* PAGE:
Bangkok Report VI: Cooking with Aunt Chawiwan

I had such a wonderfully delicious day. I have a plan to learn how to make more Thai dishes on this trip. I especially wanted to learn more complicated Thai dishes that I couldn't get in America.

Today is the first day of my lesson. I spent the entire day in the kitchen with my eldest aunt, Chawiwan. It was the best day I've had in a long time.

I arrived early in the morning, in time for a market trip, where we bought the ingredients needed for the dish we planned to make today. I hadn't been to a wet market for a long time. The sights and sounds were amazing. There were live chicken, live fish, frogs, birds, etc. You name it. There were also isles and isles of fresh vegetables and herbs, some that I'd completely forgotten about until then.

The trip to the market with Aunt Chawiwan was so much fun. Everything I pointed at came with a story. She would never just tell you the name of something, but also what it was good for, not good for, and perhaps even a story of why it came to have the name.

* SHORT PROBLEM 1:
Pull out every line of the rows below that contains the string "clawed", matching case exactly.
The post about cooking with Aunt Chawiwan has no connection to the rows.

* TASK INPUT:
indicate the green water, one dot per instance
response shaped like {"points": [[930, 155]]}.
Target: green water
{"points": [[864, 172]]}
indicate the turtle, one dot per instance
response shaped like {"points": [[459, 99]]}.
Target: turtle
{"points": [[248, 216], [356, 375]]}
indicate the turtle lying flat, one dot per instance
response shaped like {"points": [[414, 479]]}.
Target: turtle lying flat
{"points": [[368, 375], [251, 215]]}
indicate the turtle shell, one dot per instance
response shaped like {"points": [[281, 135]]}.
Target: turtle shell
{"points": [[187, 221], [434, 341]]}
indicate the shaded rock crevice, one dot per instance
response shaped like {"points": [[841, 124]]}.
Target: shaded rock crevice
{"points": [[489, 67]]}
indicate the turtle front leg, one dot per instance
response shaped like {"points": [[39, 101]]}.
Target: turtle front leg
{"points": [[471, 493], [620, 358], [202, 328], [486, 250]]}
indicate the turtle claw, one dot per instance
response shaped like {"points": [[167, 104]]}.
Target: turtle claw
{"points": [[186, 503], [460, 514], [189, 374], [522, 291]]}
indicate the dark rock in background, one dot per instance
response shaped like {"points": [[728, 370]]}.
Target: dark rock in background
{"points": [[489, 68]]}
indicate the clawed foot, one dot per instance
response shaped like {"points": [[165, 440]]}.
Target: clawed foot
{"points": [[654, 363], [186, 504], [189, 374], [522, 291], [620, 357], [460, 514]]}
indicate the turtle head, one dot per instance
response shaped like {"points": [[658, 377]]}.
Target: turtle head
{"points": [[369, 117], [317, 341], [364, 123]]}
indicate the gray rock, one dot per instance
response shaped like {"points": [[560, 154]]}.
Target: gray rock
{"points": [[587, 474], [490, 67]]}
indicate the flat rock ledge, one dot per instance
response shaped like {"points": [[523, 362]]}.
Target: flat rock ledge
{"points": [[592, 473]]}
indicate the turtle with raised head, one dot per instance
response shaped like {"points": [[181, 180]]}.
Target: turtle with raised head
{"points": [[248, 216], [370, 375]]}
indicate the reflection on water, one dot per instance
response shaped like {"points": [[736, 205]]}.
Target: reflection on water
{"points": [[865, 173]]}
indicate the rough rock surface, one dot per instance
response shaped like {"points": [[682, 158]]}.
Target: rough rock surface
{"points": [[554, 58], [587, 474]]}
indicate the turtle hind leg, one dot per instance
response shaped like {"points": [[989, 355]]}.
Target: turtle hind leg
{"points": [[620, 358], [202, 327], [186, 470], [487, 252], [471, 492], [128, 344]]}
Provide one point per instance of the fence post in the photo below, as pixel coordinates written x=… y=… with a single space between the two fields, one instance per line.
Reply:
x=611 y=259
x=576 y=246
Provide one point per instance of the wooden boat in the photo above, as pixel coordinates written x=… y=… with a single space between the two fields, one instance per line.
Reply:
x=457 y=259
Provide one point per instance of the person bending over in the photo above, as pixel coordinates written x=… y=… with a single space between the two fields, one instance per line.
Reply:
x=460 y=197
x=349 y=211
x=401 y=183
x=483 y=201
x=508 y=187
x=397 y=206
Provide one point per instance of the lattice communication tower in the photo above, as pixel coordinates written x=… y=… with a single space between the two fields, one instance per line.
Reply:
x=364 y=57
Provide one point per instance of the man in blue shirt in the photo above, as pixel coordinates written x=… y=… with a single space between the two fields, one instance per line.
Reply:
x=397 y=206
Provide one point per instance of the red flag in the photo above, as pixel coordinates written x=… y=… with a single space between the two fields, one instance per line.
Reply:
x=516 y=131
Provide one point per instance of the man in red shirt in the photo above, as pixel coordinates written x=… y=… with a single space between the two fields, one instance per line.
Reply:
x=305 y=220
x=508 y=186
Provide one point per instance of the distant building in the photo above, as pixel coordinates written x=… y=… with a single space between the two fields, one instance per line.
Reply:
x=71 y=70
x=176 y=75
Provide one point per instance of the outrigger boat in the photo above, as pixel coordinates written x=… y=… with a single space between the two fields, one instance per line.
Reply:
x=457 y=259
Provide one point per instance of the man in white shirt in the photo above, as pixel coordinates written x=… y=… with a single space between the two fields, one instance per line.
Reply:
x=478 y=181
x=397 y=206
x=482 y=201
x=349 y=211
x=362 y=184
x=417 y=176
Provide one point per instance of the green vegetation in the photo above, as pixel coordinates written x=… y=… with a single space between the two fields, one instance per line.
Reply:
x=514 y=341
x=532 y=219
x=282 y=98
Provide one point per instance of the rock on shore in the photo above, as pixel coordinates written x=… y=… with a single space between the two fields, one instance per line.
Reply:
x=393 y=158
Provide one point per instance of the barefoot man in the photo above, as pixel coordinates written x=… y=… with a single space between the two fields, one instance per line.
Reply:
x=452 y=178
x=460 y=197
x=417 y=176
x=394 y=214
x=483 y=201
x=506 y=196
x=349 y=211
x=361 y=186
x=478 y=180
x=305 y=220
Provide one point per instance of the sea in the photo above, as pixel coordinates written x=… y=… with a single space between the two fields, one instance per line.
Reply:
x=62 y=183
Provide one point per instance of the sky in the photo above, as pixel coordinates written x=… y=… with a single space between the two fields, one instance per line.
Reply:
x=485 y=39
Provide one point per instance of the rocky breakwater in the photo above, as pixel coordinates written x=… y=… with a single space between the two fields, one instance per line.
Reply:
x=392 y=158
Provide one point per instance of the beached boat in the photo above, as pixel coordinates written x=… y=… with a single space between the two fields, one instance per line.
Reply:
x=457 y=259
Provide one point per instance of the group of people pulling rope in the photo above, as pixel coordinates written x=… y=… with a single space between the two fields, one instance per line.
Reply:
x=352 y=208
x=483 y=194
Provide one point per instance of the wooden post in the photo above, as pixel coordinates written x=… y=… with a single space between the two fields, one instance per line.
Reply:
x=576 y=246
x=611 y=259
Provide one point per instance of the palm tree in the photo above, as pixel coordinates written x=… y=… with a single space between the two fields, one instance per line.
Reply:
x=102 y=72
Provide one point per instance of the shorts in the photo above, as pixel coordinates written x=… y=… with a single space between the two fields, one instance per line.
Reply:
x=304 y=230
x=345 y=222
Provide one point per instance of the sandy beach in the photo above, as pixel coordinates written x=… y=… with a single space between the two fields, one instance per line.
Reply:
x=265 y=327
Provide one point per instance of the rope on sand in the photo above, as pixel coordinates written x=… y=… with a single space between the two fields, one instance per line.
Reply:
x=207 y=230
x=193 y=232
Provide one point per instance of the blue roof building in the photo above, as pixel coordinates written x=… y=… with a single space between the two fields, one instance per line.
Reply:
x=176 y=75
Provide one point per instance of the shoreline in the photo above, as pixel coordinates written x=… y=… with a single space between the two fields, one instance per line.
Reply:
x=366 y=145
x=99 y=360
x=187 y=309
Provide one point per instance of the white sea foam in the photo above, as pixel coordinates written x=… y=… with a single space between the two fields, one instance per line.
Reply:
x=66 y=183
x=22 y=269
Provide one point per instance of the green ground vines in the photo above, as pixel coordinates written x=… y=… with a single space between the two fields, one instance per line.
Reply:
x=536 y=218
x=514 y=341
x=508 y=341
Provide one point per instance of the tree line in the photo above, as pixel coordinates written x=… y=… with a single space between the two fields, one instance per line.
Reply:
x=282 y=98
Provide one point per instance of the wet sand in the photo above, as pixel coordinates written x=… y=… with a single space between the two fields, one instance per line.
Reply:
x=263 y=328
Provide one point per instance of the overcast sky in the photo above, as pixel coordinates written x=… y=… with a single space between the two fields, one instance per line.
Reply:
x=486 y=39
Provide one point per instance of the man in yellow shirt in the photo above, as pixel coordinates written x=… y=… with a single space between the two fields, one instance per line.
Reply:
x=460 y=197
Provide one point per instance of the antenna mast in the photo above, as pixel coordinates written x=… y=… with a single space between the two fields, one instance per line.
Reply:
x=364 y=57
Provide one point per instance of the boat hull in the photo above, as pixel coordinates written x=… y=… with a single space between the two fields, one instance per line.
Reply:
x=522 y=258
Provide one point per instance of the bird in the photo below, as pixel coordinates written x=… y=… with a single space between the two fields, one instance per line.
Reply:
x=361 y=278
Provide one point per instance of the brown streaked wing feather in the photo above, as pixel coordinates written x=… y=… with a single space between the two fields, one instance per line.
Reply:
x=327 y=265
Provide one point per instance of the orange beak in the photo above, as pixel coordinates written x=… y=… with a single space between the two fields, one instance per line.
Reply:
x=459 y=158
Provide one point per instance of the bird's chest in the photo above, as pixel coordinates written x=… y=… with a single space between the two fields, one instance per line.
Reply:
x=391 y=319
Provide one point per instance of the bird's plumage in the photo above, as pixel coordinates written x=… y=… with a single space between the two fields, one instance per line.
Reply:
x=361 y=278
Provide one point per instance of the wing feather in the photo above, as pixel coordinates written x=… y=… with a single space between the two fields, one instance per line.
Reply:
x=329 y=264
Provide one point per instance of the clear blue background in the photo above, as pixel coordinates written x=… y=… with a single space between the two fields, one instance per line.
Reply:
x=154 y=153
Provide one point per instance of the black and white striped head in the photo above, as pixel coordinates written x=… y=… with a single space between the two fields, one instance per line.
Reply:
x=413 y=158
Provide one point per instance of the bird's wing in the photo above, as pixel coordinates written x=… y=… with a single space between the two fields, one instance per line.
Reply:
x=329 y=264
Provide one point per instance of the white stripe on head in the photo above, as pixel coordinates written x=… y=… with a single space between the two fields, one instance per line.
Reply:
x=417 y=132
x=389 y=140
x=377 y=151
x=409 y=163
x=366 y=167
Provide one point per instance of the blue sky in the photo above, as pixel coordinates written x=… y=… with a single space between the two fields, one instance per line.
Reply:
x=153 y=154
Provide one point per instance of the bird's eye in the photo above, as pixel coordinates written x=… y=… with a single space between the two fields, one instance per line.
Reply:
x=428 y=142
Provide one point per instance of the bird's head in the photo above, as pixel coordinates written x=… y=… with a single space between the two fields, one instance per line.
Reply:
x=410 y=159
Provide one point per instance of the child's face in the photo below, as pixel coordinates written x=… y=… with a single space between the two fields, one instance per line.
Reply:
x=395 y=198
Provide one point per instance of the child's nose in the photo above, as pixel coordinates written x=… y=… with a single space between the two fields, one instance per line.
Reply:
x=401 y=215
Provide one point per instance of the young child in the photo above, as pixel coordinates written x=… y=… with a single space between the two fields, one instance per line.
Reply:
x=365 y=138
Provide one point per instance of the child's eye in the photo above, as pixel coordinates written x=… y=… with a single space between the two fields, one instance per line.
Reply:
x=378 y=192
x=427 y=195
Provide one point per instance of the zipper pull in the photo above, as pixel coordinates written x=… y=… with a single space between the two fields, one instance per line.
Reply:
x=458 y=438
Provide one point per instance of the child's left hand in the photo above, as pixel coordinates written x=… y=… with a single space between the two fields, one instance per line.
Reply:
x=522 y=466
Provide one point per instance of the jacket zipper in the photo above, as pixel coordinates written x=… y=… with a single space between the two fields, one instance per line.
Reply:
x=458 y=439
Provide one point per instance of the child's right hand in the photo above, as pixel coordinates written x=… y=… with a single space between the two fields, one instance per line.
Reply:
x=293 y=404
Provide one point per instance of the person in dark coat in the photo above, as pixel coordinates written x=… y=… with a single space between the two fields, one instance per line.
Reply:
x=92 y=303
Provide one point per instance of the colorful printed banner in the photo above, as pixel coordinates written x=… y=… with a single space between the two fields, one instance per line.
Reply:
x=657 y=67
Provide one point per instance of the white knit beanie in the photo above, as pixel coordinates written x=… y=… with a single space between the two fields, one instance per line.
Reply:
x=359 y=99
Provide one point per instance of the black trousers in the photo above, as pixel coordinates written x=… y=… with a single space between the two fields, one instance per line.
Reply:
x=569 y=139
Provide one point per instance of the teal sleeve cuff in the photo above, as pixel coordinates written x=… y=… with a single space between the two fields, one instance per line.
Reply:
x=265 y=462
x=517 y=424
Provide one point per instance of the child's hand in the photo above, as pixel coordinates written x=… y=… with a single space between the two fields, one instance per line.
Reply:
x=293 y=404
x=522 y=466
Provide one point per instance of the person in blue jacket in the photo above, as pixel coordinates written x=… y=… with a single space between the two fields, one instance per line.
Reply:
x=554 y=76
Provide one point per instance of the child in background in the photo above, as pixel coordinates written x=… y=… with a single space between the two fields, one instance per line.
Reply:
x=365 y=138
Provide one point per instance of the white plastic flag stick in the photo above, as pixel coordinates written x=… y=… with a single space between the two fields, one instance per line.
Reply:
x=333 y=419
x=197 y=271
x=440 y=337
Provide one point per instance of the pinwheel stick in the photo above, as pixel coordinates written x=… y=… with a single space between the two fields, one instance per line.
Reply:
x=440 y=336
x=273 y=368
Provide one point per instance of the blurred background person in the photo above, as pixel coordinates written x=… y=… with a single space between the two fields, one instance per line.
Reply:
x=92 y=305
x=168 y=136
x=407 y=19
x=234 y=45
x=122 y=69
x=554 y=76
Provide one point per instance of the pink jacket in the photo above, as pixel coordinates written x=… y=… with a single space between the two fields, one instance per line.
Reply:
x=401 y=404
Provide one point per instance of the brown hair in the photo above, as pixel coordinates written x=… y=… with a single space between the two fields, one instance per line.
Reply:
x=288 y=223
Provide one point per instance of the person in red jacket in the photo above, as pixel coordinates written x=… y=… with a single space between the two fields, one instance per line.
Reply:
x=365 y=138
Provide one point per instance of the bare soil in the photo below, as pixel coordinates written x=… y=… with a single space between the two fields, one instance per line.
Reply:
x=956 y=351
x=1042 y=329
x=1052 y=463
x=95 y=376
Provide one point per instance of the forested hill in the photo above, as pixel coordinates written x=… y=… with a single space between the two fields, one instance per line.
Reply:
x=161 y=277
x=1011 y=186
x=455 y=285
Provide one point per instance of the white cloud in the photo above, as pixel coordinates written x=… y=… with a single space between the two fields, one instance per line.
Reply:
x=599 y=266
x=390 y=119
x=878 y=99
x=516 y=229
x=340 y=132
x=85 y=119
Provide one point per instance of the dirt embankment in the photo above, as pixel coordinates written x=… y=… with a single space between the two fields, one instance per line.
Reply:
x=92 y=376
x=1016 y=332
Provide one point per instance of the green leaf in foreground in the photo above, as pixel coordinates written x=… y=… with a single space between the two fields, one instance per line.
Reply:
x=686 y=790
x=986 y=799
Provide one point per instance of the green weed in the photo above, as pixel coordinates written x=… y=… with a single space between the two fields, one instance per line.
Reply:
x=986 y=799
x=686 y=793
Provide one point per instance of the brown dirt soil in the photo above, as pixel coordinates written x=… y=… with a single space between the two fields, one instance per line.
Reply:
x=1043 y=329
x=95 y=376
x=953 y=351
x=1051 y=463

* SHORT PROBLEM 2:
Write the next part of the post about cooking with Aunt Chawiwan, picking up after its final sentence.

* WRITTEN REPLY 1:
indicate the clawed foot, one dot per instance
Target: clawed foot

* WRITTEN REPLY 2:
She was quite pleasantly bemused by my desire to learn how to make everything. No one else in my family, despite living in Thailand and having access to all these wonderful things, had shown any interest in learning how to make these complicated, obscure and old fashioned Thai dishes. To them, they were simply old fashioned, they are far more interested in Japanese food, Western food, or, gasp, Thai fusion cuisine. I have long since learned that I could never trust my sisters or brother's recommendation on Thai restaurants. Places they like tend to cook “creative” Thai food, which to me simply means predominantly sweet dishes or things that only borrowed the names of classic dishes while resembling as little of them as they possibly could get away with.

Don't get me wrong, I am not completely against the idea of evolution or experimentation in any cuisine. But the impression I get from these “fusion” cuisine places in Bangkok is that they do it just for the sake of being different and fashionable, rather than for the taste or for serious experimentation with techniques or ingredients. I mean, anyone can simply throw foie gras into some spicy Thai sauce and call it innovation. I call it crap.

I really do think that living far away from my home and culture has given me a new appreciation of many things Thai. I relish spending time with old relatives, learning more about my culture and my heritage. I may not have chosen to live here, but there are wonderful things from here that I would like to keep with me wherever I may go.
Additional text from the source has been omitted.